[Stored items from a collection]
>>>

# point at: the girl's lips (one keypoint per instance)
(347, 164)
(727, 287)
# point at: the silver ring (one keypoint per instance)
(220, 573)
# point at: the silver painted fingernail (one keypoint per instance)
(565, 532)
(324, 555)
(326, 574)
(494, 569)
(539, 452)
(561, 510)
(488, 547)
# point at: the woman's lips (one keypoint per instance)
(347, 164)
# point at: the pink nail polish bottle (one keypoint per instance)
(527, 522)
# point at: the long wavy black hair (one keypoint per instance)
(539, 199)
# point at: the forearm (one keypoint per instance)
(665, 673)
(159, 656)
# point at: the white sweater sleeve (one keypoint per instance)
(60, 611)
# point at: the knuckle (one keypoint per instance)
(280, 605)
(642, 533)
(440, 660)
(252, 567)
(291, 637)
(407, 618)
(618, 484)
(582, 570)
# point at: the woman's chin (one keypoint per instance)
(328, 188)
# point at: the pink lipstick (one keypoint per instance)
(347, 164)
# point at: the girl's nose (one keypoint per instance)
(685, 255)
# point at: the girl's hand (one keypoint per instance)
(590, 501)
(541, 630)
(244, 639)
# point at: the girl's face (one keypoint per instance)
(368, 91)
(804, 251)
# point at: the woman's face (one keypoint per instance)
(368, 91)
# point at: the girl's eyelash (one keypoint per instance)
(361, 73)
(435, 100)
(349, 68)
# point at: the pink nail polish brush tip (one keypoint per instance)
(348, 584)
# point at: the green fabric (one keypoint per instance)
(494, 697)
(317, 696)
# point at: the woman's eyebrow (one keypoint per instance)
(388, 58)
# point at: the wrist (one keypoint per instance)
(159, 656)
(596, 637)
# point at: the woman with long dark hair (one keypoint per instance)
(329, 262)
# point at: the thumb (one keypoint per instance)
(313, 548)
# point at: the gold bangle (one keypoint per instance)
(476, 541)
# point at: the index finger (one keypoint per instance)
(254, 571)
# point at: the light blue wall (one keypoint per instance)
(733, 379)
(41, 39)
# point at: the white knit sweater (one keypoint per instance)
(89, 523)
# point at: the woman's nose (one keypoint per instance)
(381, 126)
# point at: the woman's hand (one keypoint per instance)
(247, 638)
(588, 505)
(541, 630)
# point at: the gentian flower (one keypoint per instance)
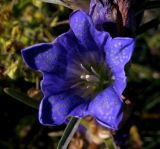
(83, 73)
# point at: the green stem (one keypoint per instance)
(68, 133)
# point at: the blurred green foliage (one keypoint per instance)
(25, 22)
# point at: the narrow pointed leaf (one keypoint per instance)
(68, 133)
(22, 97)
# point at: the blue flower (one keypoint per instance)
(83, 73)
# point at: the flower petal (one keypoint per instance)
(107, 108)
(46, 57)
(118, 52)
(55, 109)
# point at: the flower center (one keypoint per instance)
(93, 79)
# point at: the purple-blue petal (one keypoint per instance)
(106, 107)
(46, 57)
(118, 52)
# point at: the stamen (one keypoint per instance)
(84, 68)
(76, 84)
(92, 78)
(93, 70)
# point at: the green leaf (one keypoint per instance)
(22, 97)
(84, 4)
(68, 133)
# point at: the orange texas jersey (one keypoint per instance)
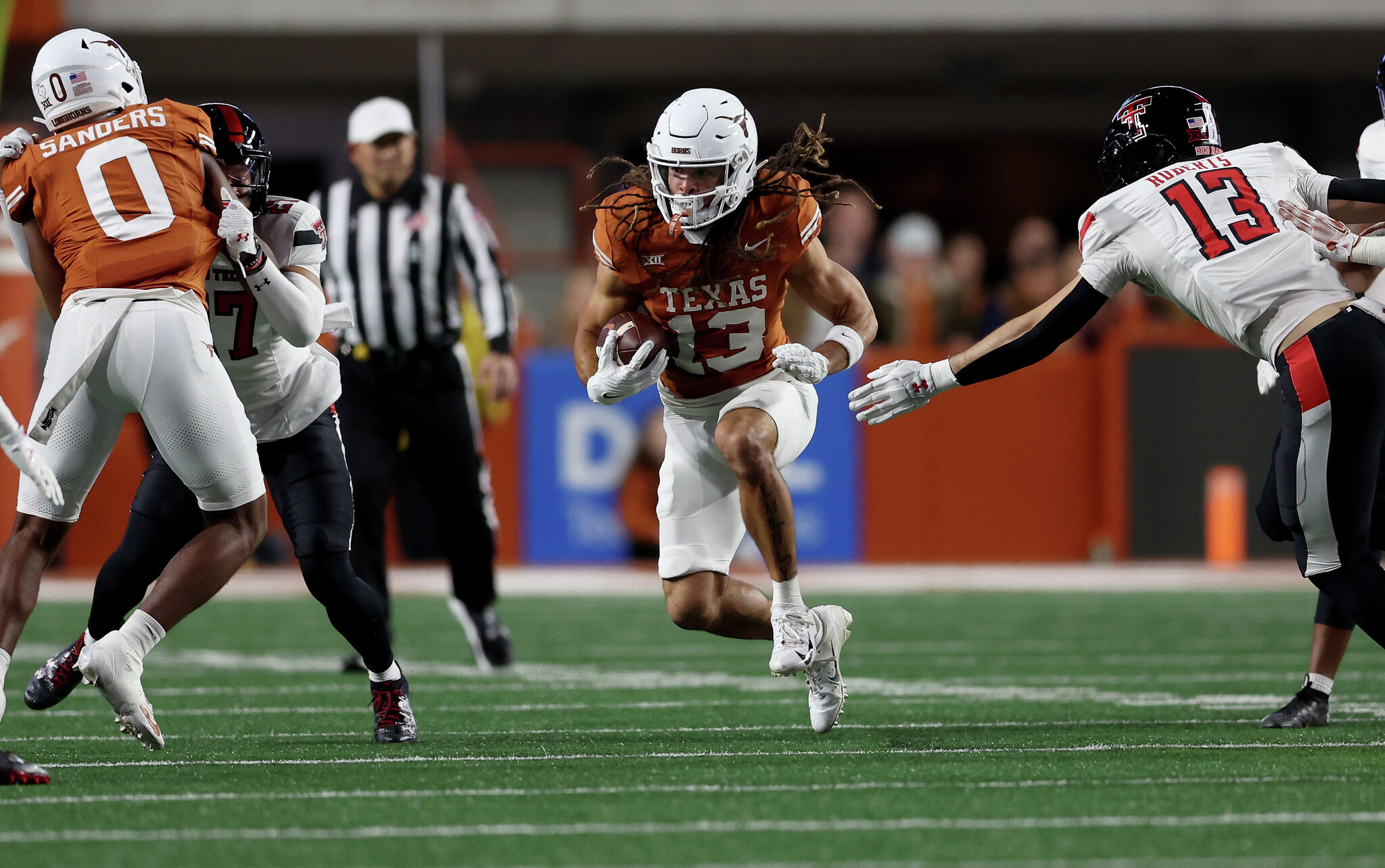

<<<

What to do: Reproduce the material above in full, exactly, with no images.

Finished answer:
# point at: the girl's lips (one keypoint per instance)
(347, 164)
(727, 287)
# point at: the silver ring (one keypoint per instance)
(220, 573)
# point at: the silver painted fingernail (one keypoint per instance)
(565, 532)
(324, 555)
(326, 574)
(494, 569)
(539, 452)
(561, 510)
(488, 547)
# point at: the woman's lips (one keypoint per instance)
(347, 164)
# point at: the pink nail polish bottle (one keypoint per instance)
(527, 522)
# point at: the long wavy black hair (one keypoint per instance)
(539, 199)
# point at: the forearm (one keypoint per instance)
(665, 673)
(159, 656)
# point at: the white sweater sleeve (one keypoint per instance)
(60, 611)
# point at: the knuckle (one keypoint per instance)
(280, 605)
(642, 533)
(440, 660)
(252, 567)
(291, 637)
(407, 618)
(618, 484)
(582, 570)
# point at: the woman's chin (one keypoint per instance)
(328, 188)
# point at: the pink lipstick (one keypoint per instance)
(347, 164)
# point at: the girl's nose (one keypoint per instance)
(685, 255)
# point at: the girl's hand (one keypoint per instance)
(590, 501)
(541, 630)
(244, 639)
# point at: the girl's face (one keypoint per instance)
(368, 91)
(804, 251)
# point at: the woman's face (one keypoint per instance)
(368, 91)
# point at: the girl's eyelash (one keypoint per instance)
(361, 73)
(435, 100)
(349, 68)
# point at: the pink nail polish brush tip (one keypoint per instance)
(348, 584)
# point at: the green fabric (one keypoint per instance)
(494, 697)
(317, 696)
# point at: the woman's eyebrow (one keypoint per instance)
(388, 58)
# point at: the wrist (one keypoint per instance)
(159, 656)
(596, 637)
# point at: the woman with long dark hair (one keypoint per instance)
(329, 262)
# point at: the thumb (one keypoint per instance)
(313, 548)
# point at: the gold bangle (one keypoint per instance)
(476, 541)
# point at: the index finger (one keypoint per instance)
(254, 571)
# point at: the light blue wall (one keypoint per instance)
(733, 379)
(41, 39)
# point at: the white knit sweater (one keypoint per instance)
(89, 523)
# point at: the woman's nose (one keypoint per instance)
(381, 126)
# point at: the woman's hand (one keypoint per instance)
(247, 638)
(588, 505)
(541, 630)
# point at: the gentian flower (one keypoint per instance)
(83, 73)
# point at: the green stem (one keypoint per instance)
(68, 133)
# point at: the blurred green foliage (one keypoint per instance)
(25, 22)
# point at: the narrow pointed leaf (one keypoint per instance)
(68, 133)
(22, 97)
# point at: the blue flower (one keypoint per instance)
(83, 73)
# point at: the flower petal (one keypoint per instance)
(107, 108)
(46, 57)
(118, 52)
(55, 109)
# point at: the flower center (one keypoint per instance)
(93, 79)
# point at: the purple-blue petal (one keypoint per instance)
(106, 107)
(46, 57)
(118, 52)
# point at: the stamen (one keypoint per instance)
(84, 68)
(76, 84)
(92, 78)
(93, 70)
# point at: the green leaf (one keypoint per instance)
(22, 97)
(84, 4)
(68, 133)
# point at: the orange texas jersey (one keypoint per instance)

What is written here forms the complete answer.